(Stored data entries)
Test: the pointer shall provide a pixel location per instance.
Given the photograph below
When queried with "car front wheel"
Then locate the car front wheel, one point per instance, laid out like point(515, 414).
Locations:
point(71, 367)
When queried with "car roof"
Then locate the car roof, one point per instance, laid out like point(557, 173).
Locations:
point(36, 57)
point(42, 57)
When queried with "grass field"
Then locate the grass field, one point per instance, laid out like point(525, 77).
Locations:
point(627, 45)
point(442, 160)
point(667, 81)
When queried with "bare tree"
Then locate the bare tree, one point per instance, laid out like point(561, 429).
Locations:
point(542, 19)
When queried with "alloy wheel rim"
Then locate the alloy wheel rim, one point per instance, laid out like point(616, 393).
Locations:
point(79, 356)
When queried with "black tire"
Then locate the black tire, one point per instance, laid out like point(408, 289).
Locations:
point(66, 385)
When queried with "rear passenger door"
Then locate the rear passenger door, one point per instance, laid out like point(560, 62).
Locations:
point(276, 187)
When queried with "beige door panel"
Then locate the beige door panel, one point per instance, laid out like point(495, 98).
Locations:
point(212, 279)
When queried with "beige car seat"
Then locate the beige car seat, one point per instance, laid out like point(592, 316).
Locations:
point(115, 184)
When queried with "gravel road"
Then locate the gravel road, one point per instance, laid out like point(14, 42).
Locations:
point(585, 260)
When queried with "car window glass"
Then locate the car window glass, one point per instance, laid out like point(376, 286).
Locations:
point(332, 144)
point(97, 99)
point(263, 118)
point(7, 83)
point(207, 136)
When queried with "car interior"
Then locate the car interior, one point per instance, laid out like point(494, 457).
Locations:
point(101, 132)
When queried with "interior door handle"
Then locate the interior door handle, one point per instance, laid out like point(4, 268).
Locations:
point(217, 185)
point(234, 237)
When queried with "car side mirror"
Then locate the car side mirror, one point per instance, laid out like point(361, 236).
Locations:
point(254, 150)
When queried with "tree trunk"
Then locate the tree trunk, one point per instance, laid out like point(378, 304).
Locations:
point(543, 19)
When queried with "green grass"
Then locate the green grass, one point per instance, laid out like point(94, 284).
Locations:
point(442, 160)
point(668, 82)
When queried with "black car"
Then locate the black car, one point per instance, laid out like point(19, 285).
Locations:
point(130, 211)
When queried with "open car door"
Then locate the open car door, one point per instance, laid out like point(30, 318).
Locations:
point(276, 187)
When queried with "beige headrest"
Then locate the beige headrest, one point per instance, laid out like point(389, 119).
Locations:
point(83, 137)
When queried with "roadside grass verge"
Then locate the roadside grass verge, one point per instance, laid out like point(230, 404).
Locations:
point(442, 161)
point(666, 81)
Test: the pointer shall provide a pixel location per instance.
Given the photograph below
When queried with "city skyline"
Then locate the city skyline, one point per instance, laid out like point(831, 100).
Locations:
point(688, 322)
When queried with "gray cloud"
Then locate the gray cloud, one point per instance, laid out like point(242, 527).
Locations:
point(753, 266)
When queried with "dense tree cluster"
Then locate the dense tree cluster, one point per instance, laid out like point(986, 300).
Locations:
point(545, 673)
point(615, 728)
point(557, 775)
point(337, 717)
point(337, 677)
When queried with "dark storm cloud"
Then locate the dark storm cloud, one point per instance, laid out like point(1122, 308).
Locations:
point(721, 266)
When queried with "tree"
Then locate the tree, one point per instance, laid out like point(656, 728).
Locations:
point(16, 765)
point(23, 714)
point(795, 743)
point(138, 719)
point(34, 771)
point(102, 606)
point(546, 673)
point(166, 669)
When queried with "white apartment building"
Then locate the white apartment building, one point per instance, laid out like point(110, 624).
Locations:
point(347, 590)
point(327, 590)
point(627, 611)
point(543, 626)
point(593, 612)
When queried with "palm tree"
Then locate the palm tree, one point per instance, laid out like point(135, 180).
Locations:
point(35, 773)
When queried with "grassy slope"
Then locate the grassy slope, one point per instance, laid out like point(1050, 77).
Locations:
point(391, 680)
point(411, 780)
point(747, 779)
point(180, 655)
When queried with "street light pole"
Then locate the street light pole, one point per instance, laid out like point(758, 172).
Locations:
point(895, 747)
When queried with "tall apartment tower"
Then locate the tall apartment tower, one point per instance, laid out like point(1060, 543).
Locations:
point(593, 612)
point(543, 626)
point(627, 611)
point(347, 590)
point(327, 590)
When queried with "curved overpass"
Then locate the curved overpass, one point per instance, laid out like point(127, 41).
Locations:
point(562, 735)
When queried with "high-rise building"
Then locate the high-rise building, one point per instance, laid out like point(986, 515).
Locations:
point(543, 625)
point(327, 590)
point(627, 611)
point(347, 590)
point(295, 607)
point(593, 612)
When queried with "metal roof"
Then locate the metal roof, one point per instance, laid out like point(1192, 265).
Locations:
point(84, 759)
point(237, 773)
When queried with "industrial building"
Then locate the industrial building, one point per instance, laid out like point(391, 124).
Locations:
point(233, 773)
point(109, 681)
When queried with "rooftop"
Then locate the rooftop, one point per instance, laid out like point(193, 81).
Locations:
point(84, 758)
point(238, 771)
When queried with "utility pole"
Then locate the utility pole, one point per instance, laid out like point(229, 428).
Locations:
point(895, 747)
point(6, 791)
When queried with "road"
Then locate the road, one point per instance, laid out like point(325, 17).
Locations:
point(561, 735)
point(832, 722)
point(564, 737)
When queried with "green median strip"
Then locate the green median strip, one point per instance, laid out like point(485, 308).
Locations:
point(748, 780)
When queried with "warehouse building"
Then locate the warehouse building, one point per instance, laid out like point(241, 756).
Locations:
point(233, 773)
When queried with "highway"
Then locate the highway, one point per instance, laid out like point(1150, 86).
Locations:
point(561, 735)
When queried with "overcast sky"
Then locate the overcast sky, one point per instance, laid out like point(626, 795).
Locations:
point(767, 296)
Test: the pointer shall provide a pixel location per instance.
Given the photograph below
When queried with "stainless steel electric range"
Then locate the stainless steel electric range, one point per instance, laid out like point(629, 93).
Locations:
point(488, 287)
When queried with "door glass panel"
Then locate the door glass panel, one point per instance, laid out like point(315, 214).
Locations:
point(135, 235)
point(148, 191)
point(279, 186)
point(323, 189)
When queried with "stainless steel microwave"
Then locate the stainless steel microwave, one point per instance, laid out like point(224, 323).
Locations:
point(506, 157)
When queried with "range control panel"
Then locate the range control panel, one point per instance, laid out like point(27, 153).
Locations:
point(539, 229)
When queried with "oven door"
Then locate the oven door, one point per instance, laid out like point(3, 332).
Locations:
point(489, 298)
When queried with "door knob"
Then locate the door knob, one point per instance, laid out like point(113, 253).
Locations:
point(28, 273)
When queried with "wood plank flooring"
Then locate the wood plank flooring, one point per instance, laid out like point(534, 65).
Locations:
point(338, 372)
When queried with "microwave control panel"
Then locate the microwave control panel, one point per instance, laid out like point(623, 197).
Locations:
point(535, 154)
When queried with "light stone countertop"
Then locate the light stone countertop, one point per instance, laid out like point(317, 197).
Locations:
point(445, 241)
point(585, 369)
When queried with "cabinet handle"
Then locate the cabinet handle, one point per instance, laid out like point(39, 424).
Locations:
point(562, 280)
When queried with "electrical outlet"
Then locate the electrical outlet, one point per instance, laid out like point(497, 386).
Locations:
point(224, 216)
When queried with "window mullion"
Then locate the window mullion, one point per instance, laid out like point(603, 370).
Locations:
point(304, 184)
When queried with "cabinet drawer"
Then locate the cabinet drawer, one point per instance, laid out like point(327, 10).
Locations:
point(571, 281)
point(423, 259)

AIM OF THE EXERCISE: If a line in the data above holds the word "white", count it, and give only the final number.

WRITTEN RESPONSE: 2